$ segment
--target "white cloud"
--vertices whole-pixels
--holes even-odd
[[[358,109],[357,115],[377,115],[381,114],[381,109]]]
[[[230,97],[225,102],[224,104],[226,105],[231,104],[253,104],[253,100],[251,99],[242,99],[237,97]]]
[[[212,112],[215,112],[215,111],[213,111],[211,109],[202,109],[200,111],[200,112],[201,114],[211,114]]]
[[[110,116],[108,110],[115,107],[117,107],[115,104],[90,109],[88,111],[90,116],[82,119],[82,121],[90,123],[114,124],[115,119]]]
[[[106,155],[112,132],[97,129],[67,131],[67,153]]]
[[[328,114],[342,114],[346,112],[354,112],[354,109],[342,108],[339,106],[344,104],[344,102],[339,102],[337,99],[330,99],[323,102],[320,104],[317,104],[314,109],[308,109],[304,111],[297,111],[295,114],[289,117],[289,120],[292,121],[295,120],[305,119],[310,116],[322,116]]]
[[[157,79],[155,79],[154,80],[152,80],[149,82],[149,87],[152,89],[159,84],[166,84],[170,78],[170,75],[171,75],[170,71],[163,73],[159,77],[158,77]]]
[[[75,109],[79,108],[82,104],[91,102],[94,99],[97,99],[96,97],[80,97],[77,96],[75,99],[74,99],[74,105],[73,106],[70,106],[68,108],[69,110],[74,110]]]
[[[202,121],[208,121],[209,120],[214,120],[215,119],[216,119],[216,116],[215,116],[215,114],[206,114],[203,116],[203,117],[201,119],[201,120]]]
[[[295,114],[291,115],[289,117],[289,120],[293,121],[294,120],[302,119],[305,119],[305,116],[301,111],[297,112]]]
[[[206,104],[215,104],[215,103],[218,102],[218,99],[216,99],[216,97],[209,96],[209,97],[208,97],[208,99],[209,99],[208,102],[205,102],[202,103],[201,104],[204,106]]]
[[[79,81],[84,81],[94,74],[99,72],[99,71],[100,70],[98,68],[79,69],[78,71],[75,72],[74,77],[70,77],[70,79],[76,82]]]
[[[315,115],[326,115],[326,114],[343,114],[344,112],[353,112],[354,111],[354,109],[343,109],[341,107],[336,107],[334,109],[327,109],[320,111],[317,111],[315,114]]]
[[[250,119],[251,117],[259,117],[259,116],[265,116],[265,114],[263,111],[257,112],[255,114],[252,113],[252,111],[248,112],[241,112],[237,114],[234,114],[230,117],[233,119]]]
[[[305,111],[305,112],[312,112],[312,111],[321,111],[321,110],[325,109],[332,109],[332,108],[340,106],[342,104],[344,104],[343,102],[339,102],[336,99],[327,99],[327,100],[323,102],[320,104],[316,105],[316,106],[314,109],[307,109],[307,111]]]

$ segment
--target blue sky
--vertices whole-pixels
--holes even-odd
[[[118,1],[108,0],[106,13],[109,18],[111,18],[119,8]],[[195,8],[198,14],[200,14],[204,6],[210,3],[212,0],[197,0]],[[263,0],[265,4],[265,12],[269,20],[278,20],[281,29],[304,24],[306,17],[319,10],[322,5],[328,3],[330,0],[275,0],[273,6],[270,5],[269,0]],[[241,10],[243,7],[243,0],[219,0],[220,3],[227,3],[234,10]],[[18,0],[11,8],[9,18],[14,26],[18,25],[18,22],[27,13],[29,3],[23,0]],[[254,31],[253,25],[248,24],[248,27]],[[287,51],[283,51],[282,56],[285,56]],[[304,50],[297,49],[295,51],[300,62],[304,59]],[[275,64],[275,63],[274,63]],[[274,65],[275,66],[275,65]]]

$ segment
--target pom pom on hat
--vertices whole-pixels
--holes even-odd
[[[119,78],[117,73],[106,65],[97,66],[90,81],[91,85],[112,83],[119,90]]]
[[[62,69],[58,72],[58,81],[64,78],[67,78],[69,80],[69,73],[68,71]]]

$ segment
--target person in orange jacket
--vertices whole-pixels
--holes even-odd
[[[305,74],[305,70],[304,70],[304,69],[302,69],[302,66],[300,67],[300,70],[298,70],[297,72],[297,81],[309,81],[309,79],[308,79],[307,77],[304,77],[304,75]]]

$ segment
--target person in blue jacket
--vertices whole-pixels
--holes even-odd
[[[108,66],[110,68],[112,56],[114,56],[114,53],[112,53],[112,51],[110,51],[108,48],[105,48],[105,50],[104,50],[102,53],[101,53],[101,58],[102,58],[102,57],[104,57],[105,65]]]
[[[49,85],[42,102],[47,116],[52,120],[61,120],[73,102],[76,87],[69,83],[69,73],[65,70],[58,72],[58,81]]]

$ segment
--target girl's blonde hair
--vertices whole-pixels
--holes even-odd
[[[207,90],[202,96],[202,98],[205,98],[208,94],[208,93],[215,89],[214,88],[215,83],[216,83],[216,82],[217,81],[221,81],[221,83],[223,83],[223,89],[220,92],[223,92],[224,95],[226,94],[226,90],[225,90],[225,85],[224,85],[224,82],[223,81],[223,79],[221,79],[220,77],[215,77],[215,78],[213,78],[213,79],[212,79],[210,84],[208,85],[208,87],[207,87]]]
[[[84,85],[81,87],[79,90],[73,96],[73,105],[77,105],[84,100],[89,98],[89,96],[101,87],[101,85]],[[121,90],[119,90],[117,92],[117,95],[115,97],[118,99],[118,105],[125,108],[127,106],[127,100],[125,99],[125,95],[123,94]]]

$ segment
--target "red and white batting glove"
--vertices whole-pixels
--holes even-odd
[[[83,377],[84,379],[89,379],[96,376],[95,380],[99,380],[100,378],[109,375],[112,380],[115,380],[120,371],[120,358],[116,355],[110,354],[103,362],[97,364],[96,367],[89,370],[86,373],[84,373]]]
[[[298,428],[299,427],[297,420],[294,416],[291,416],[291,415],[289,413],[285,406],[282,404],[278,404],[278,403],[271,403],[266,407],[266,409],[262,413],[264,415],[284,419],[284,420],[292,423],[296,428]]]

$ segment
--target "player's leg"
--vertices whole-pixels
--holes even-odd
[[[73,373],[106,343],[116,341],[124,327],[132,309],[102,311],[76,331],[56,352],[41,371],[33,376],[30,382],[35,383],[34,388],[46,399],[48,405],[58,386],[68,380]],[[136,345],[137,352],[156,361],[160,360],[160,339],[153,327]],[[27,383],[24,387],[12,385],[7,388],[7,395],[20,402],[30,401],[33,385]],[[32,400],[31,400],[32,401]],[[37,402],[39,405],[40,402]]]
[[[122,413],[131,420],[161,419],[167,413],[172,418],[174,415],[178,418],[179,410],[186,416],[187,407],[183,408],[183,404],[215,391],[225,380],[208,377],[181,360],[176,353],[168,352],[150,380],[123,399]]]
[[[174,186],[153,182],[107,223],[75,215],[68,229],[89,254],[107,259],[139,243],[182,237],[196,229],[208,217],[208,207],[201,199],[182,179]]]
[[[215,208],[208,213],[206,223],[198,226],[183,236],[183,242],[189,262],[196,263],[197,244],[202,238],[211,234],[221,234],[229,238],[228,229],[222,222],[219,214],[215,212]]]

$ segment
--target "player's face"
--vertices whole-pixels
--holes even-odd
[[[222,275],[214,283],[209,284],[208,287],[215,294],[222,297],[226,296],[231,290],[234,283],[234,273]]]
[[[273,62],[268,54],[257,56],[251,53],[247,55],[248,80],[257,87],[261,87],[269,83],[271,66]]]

================================

_Exercise goal:_
Copy all of the data above line for line, without changing a single character.

_Answer to the task:_
$ segment
--target "white cloud"
--vertices whole-pixels
--holes even-odd
[[[358,109],[357,115],[377,115],[381,114],[381,109]]]
[[[230,97],[225,102],[224,104],[226,105],[231,104],[253,104],[253,100],[251,99],[242,99],[237,97]]]
[[[212,112],[215,112],[215,111],[213,111],[211,109],[202,109],[200,111],[200,112],[201,114],[211,114]]]
[[[110,116],[108,110],[115,107],[117,107],[115,104],[90,109],[88,111],[90,116],[82,119],[82,121],[90,123],[114,124],[115,119]]]
[[[106,155],[112,132],[97,129],[67,131],[67,153]]]
[[[328,114],[342,114],[346,112],[354,112],[354,109],[342,108],[339,106],[344,104],[344,102],[339,102],[337,99],[330,99],[323,102],[320,104],[317,104],[314,109],[308,109],[304,111],[297,111],[295,114],[289,117],[289,120],[292,121],[295,120],[305,119],[310,116],[322,116]]]
[[[157,79],[155,79],[154,80],[152,80],[149,82],[149,87],[152,89],[159,84],[166,84],[170,78],[170,75],[171,75],[170,71],[163,73],[159,77],[158,77]]]
[[[75,109],[79,108],[82,104],[91,102],[94,99],[97,99],[96,97],[80,97],[77,96],[75,99],[74,99],[74,105],[73,106],[70,106],[68,108],[69,110],[74,110]]]
[[[202,121],[208,121],[209,120],[214,120],[215,119],[216,119],[216,116],[215,116],[215,114],[206,114],[203,116],[203,117],[201,119],[201,120]]]
[[[295,114],[291,115],[289,117],[289,120],[293,121],[294,120],[302,119],[305,119],[305,116],[301,111],[297,112]]]
[[[206,104],[215,104],[215,103],[218,102],[218,99],[216,99],[216,97],[209,96],[209,97],[208,97],[208,99],[209,99],[208,102],[205,102],[202,103],[201,104],[204,106]]]
[[[79,81],[84,81],[94,74],[99,72],[99,71],[100,70],[98,68],[79,69],[78,71],[75,72],[74,77],[70,77],[70,79],[76,82]]]
[[[315,115],[326,115],[326,114],[343,114],[344,112],[353,112],[354,111],[354,109],[343,109],[341,107],[336,107],[334,109],[327,109],[320,111],[317,111],[315,114]]]
[[[250,119],[251,117],[259,117],[259,116],[265,116],[265,114],[263,111],[257,112],[255,114],[252,113],[252,111],[248,112],[241,112],[237,114],[234,114],[230,117],[233,119]]]
[[[305,111],[305,112],[312,112],[312,111],[321,111],[321,110],[325,109],[332,109],[332,108],[340,106],[342,104],[344,104],[343,102],[339,102],[336,99],[327,99],[327,100],[323,102],[320,104],[316,105],[316,106],[314,109],[307,109],[307,111]]]

$ segment
--target blue sky
--vertices whole-pixels
--holes even-odd
[[[118,1],[108,0],[106,13],[109,18],[111,18],[119,8]],[[195,8],[198,14],[200,14],[204,6],[210,3],[212,0],[197,0]],[[263,0],[265,4],[265,12],[269,20],[278,20],[281,29],[304,24],[306,17],[319,10],[322,5],[328,3],[330,0],[275,0],[273,6],[270,5],[269,0]],[[241,10],[243,7],[243,0],[219,0],[220,3],[227,3],[234,10]],[[18,0],[11,8],[9,18],[14,26],[18,25],[18,22],[27,13],[29,3],[23,0]],[[254,31],[253,25],[248,24],[248,27]],[[287,51],[283,51],[282,56],[285,56]],[[304,50],[297,49],[295,51],[300,62],[304,59]],[[275,64],[275,63],[274,63]],[[274,65],[275,66],[275,65]]]

$ segment
--target pom pom on hat
--vertices whole-pixels
--holes even-odd
[[[119,78],[117,73],[106,65],[97,66],[90,81],[91,85],[112,83],[119,90]]]
[[[62,69],[58,72],[58,81],[64,78],[67,78],[69,80],[69,73],[68,71]]]

$ segment
--target person in orange jacket
--vertices whole-pixels
--holes even-odd
[[[305,74],[305,70],[304,70],[304,69],[302,69],[302,66],[300,67],[300,70],[298,70],[297,72],[297,81],[309,81],[309,79],[308,79],[307,77],[304,77],[304,75]]]

$ segment
--target person in blue jacket
--vertices whole-pixels
--holes even-odd
[[[108,66],[110,68],[112,56],[114,56],[114,53],[112,53],[112,51],[110,51],[108,48],[105,48],[105,50],[104,50],[102,53],[101,53],[101,58],[102,58],[102,57],[104,57],[105,65]]]
[[[49,85],[42,102],[47,116],[52,120],[61,120],[73,102],[76,87],[69,83],[69,73],[65,70],[58,72],[58,81]]]

$ segment
--target girl's blonde hair
--vertices whole-pixels
--holes even-odd
[[[207,90],[202,96],[202,98],[205,98],[208,94],[208,93],[215,89],[214,88],[215,83],[216,83],[216,82],[217,81],[221,81],[221,83],[223,83],[223,89],[220,92],[223,92],[224,95],[226,94],[226,90],[225,90],[225,85],[224,85],[224,82],[223,81],[223,79],[221,79],[220,77],[215,77],[215,78],[213,78],[213,79],[212,79],[210,84],[208,85],[208,87],[207,87]]]
[[[84,85],[81,87],[79,90],[73,96],[73,105],[77,105],[84,100],[89,98],[89,96],[101,87],[101,85]],[[121,90],[119,90],[117,92],[117,95],[115,97],[118,99],[118,105],[125,108],[127,106],[127,100],[125,99],[125,95],[123,94]]]

$ segment
--target "red and white batting glove"
--vertices whole-pixels
--holes even-odd
[[[83,377],[84,379],[89,379],[96,376],[95,380],[99,380],[100,378],[109,375],[112,380],[115,380],[120,371],[120,358],[116,355],[110,354],[103,362],[97,364],[96,367],[89,370],[86,373],[84,373]]]
[[[298,428],[299,427],[297,420],[294,416],[291,416],[291,415],[289,413],[285,406],[282,404],[278,404],[278,403],[271,403],[266,407],[266,409],[262,413],[264,415],[284,419],[284,420],[292,423],[296,428]]]

$ segment
--target "player's leg"
--vertices whole-pixels
--holes even-odd
[[[73,373],[106,343],[116,341],[124,327],[132,309],[102,311],[76,331],[56,352],[41,371],[33,376],[30,382],[35,383],[34,388],[46,399],[48,405],[58,386],[68,380]],[[136,345],[137,352],[156,361],[160,360],[160,339],[153,327]],[[27,383],[24,387],[12,385],[7,388],[7,395],[20,402],[30,401],[33,385]],[[32,400],[31,400],[32,401]],[[37,402],[39,405],[40,402]]]
[[[122,413],[131,420],[161,419],[167,413],[172,418],[174,415],[178,418],[179,410],[186,416],[187,407],[183,408],[183,404],[215,391],[225,380],[208,377],[181,360],[176,353],[168,352],[150,380],[123,399]]]
[[[174,186],[153,182],[107,223],[75,215],[68,229],[89,254],[107,259],[139,243],[182,237],[196,229],[208,217],[208,207],[201,199],[182,179]]]
[[[215,208],[208,213],[206,223],[198,226],[183,236],[183,242],[189,262],[196,263],[197,244],[202,238],[211,234],[221,234],[229,238],[228,229],[222,222],[219,214],[215,212]]]

$ segment
--target "player's face"
--vertices whole-pixels
--holes even-odd
[[[222,275],[214,283],[209,284],[208,287],[215,294],[222,297],[226,296],[231,290],[234,283],[234,273]]]
[[[273,62],[268,54],[257,56],[251,53],[247,55],[248,80],[257,87],[261,87],[269,83],[271,66]]]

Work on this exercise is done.